◆ SELECTED EXCERPT
-=-=-

Your First 30 Days: Observe And Absorb
The first 30 days are not about proving yourself.
They're about understanding the game before you start playing.
Most people get this backwards. They try to contribute immediately. Jump into execution. Want to show value fast.
That's a mistake.
Takeaway: Month one is for observation. Absorb context before you try to add value.
Why observation matters
Every workplace has two sets of rules:
- Explicit rules (what's in the handbook)
- Implicit rules (how things actually work)
According to Cornerstone and Coursera's research on effective onboarding, the first 30 days should be centered on learning about the company, products, role, systems, and goals.
The gap between these two is massive. Nobody will tell you about the implicit rules. You have to observe them.
What to observe
1. How decisions get made
Watch:
- Who speaks first in meetings?
- Whose opinion carries weight?
- How do people disagree here?
- What level of evidence is needed before moving forward?
2. Communication patterns
- How do people prefer to communicate? (Slack vs email vs in-person?)
- What's the response time expectation?
- How formal or casual is the culture?
- When do people work? (Mornings? Flexible?)
3. What actually matters
Everyone says certain things matter. Watch what gets rewarded:
- Speed or quality?
- Individual work or collaboration?
- Being right or being liked?
- Following process or delivering results?
The Observation Checklist
Week 1:
- Schedule 5 coffee chats with people on your team
- Ask: "What should I know about working here that's not written down?"
- Read everything: Team docs, project notes, strategy memos
- Map org structure: Who does what?
Week 2:
- Shadow someone doing work similar to yours
- Take notes on every tool, system, process
- Ask your manager: "What does success look like in my first 90 days?"

-=-=-

◆ PROVIDED DATA
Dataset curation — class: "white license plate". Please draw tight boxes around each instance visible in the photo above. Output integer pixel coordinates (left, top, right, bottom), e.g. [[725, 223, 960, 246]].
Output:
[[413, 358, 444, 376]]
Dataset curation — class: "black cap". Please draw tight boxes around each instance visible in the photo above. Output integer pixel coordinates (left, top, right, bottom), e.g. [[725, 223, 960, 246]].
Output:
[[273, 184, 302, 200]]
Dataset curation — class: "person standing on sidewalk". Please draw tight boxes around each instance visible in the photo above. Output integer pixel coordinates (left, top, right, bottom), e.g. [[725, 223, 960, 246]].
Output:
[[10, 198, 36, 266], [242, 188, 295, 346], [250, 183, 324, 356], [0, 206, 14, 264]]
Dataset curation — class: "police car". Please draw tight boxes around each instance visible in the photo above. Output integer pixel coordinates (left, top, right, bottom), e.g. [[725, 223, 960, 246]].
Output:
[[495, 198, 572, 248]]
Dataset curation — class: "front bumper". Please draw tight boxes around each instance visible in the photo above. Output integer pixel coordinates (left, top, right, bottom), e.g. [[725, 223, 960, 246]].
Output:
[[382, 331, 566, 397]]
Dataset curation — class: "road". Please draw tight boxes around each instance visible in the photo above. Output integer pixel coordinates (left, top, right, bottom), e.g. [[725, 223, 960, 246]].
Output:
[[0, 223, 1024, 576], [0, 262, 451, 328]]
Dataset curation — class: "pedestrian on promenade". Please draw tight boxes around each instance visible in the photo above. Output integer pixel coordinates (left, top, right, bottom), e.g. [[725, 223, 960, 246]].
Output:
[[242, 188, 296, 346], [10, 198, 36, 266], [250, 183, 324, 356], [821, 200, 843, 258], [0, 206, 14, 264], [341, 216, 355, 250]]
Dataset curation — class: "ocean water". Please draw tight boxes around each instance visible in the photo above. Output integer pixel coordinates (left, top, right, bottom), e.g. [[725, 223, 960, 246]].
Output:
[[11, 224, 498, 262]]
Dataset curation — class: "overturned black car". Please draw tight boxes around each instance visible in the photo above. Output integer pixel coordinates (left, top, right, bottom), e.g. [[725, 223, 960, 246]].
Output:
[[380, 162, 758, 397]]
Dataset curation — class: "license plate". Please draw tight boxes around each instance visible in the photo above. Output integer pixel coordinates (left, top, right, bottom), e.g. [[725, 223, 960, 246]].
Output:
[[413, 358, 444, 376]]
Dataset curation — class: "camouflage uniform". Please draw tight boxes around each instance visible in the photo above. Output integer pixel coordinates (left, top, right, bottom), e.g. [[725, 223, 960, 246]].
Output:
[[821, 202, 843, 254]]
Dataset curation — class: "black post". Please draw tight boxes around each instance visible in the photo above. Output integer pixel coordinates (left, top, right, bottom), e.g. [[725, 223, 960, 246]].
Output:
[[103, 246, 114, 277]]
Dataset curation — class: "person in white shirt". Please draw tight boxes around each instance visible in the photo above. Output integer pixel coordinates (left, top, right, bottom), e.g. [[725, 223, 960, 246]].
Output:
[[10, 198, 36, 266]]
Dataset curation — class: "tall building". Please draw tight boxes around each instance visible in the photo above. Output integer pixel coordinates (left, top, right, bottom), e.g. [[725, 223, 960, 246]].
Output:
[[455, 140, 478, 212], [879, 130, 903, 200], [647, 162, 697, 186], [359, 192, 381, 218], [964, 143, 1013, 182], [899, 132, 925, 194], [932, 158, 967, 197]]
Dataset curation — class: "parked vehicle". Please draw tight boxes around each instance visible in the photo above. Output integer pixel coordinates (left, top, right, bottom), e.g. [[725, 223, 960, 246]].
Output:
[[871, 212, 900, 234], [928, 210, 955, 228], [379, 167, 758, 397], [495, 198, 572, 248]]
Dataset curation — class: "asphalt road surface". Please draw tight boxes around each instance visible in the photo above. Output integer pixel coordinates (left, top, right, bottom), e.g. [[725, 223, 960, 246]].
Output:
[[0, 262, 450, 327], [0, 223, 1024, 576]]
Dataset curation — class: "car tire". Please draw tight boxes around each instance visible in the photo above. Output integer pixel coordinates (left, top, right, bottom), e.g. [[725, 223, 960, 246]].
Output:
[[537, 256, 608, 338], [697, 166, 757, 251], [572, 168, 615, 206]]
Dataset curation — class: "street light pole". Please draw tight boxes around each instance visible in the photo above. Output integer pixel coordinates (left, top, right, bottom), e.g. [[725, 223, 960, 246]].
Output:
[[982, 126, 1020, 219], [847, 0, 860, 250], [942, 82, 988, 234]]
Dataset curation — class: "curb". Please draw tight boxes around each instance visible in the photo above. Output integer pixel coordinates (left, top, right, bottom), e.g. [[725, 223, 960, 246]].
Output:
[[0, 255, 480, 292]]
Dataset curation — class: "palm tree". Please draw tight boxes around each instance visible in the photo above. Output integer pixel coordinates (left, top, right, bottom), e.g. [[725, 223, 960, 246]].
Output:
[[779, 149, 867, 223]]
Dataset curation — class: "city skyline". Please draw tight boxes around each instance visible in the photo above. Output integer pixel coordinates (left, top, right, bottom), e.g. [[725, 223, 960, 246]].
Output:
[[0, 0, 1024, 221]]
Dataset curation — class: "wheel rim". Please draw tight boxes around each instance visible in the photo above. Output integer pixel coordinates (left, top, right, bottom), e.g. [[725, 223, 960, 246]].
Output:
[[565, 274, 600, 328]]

-=-=-

◆ STATED TASK 1
From the guide on your first 30 days at a new job, quote the part that opens with the words containing "Most people get" and closes with "to observe them.".
◆ STATED TASK 2
Lay out the records as a Markdown table, from the start of the records through the line that contains "[[495, 198, 572, 248]]", both ends included. Leave out blank lines, and use two columns headed Row and Record line.

◆ RESPONSE 1
Most people get this backwards. They try to contribute immediately. Jump into execution. Want to show value fast.
That's a mistake.
Takeaway: Month one is for observation. Absorb context before you try to add value.
Why observation matters
Every workplace has two sets of rules:
- Explicit rules (what's in the handbook)
- Implicit rules (how things actually work)
According to Cornerstone and Coursera's research on effective onboarding, the first 30 days should be centered on learning about the company, products, role, systems, and goals.
The gap between these two is massive. Nobody will tell you about the implicit rules. You have to observe them.

◆ RESPONSE 2
| Row | Record line |
|---|---|
| 1 | Dataset curation — class: "white license plate". Please draw tight boxes around each instance visible in the photo above. Output integer pixel coordinates (left, top, right, bottom), e.g. [[725, 223, 960, 246]]. |
| 2 | Output: |
| 3 | [[413, 358, 444, 376]] |
| 4 | Dataset curation — class: "black cap". Please draw tight boxes around each instance visible in the photo above. Output integer pixel coordinates (left, top, right, bottom), e.g. [[725, 223, 960, 246]]. |
| 5 | Output: |
| 6 | [[273, 184, 302, 200]] |
| 7 | Dataset curation — class: "person standing on sidewalk". Please draw tight boxes around each instance visible in the photo above. Output integer pixel coordinates (left, top, right, bottom), e.g. [[725, 223, 960, 246]]. |
| 8 | Output: |
| 9 | [[10, 198, 36, 266], [242, 188, 295, 346], [250, 183, 324, 356], [0, 206, 14, 264]] |
| 10 | Dataset curation — class: "police car". Please draw tight boxes around each instance visible in the photo above. Output integer pixel coordinates (left, top, right, bottom), e.g. [[725, 223, 960, 246]]. |
| 11 | Output: |
| 12 | [[495, 198, 572, 248]] |